Which lines of the entries contain the string "white"? Copy each of them.

INFORMATION PROVIDED:

═══

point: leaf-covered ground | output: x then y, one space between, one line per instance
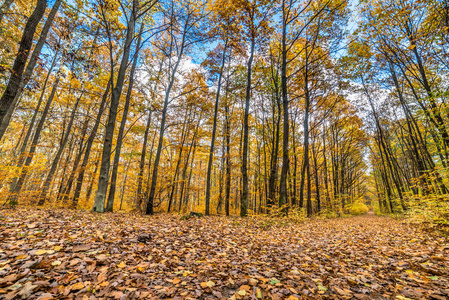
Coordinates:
73 254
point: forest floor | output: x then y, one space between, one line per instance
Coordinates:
65 254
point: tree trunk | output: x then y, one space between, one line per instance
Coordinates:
55 163
100 197
4 8
285 159
149 209
89 143
245 190
30 66
24 171
214 130
118 147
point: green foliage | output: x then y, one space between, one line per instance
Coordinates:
358 208
431 211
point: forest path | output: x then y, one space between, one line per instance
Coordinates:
62 254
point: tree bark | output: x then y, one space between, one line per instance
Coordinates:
214 130
245 190
118 147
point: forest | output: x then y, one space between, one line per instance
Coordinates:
312 135
225 107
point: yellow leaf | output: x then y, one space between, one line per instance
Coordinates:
78 286
103 284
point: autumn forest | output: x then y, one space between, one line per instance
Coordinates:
285 112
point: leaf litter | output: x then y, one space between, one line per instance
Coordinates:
63 254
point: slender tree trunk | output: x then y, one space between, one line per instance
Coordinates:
228 158
89 143
30 66
142 163
100 197
22 153
119 143
149 209
55 163
214 130
245 189
285 159
24 171
4 8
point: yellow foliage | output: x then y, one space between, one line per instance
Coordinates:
358 208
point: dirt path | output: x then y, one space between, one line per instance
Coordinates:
66 254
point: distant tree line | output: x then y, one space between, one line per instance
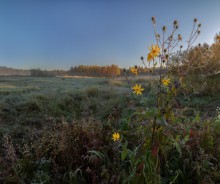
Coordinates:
45 73
95 70
11 71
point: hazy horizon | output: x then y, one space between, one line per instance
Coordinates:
59 34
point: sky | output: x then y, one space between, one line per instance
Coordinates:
58 34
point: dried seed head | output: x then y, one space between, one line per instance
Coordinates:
153 20
170 37
164 28
158 36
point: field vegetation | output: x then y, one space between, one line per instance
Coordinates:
160 128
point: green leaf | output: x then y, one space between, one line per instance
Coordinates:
178 148
124 151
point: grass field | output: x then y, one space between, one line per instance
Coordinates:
49 114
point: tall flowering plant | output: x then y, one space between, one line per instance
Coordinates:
158 128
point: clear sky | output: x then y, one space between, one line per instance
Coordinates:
58 34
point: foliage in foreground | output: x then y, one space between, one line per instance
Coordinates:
153 140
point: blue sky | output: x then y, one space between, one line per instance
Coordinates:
58 34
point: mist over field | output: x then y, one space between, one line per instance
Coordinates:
110 92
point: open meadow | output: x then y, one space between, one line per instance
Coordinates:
59 129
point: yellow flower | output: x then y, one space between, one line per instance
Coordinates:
134 70
166 82
150 56
154 50
115 136
137 89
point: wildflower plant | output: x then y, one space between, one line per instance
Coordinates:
156 130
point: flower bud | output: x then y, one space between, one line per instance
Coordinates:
179 37
164 28
153 20
175 23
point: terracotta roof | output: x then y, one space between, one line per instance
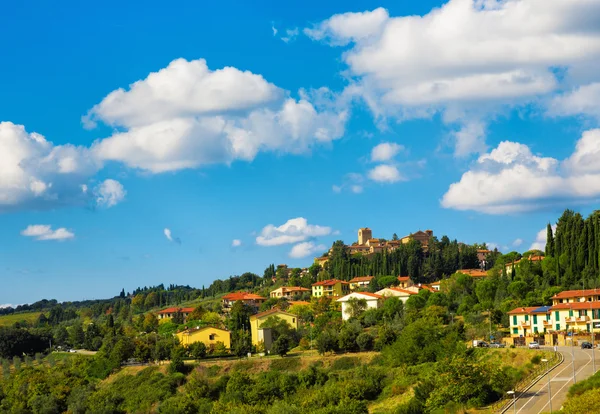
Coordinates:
373 295
577 305
576 293
173 310
402 290
361 279
473 272
299 302
271 311
523 310
242 296
329 282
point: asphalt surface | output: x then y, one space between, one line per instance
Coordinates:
536 400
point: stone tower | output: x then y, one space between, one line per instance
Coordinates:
364 234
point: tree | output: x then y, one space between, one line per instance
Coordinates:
356 307
281 346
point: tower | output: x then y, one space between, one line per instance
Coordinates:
364 234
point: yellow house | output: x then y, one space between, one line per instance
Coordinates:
208 334
332 287
257 320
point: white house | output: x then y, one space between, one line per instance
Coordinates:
402 294
372 300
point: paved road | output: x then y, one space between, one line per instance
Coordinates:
536 401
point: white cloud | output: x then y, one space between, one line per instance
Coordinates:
385 173
540 239
385 151
169 235
109 193
292 231
512 179
35 174
187 116
45 232
584 100
305 249
468 59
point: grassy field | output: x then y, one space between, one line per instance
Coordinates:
9 320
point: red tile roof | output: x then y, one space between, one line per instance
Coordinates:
330 282
242 296
173 310
576 293
577 305
361 279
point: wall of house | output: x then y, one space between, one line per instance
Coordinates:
204 335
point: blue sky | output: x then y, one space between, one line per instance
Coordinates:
260 133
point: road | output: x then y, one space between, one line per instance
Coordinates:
536 401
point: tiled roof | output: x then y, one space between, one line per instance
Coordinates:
271 311
329 282
173 310
242 296
361 279
576 293
577 305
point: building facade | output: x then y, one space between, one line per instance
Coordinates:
332 287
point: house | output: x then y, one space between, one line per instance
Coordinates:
360 283
249 299
474 273
371 299
256 321
170 312
332 287
402 294
405 282
420 236
288 291
209 335
530 320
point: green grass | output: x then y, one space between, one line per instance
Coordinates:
10 320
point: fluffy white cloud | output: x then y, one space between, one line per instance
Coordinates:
109 193
385 151
292 231
467 59
540 239
45 232
187 116
305 249
385 173
511 178
36 174
169 235
584 100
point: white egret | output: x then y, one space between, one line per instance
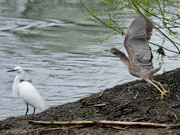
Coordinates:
26 91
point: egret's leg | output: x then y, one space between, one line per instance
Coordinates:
34 110
27 109
165 91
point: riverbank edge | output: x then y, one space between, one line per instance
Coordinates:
132 101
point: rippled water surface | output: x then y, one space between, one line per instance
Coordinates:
54 44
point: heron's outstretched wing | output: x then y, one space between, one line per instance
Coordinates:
136 42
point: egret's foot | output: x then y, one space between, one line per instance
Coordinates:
163 93
166 91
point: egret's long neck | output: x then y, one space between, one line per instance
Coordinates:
16 85
123 58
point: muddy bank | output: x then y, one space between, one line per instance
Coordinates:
133 101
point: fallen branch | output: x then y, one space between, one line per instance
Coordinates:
101 122
48 129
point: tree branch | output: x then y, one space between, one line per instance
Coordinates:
156 27
104 122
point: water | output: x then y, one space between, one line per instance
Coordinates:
54 44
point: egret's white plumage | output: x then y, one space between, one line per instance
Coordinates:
26 91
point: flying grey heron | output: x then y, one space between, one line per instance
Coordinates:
139 62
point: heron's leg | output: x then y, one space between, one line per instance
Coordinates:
34 110
27 110
164 90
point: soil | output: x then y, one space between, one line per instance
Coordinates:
133 101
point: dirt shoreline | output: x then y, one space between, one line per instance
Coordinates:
132 101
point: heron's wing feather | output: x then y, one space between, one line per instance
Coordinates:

═══

TASK ANSWER:
point: white house | output: x then y, one space between, one line per instance
point: white cloud | output: x then y, one space between, one line per instance
point: fluffy white cloud | output: x then y, one space between, one line per instance
point: white egret | output: x then y, one space between, one line per instance
point: egret's white plumage | output: x then y, one space between, one line per instance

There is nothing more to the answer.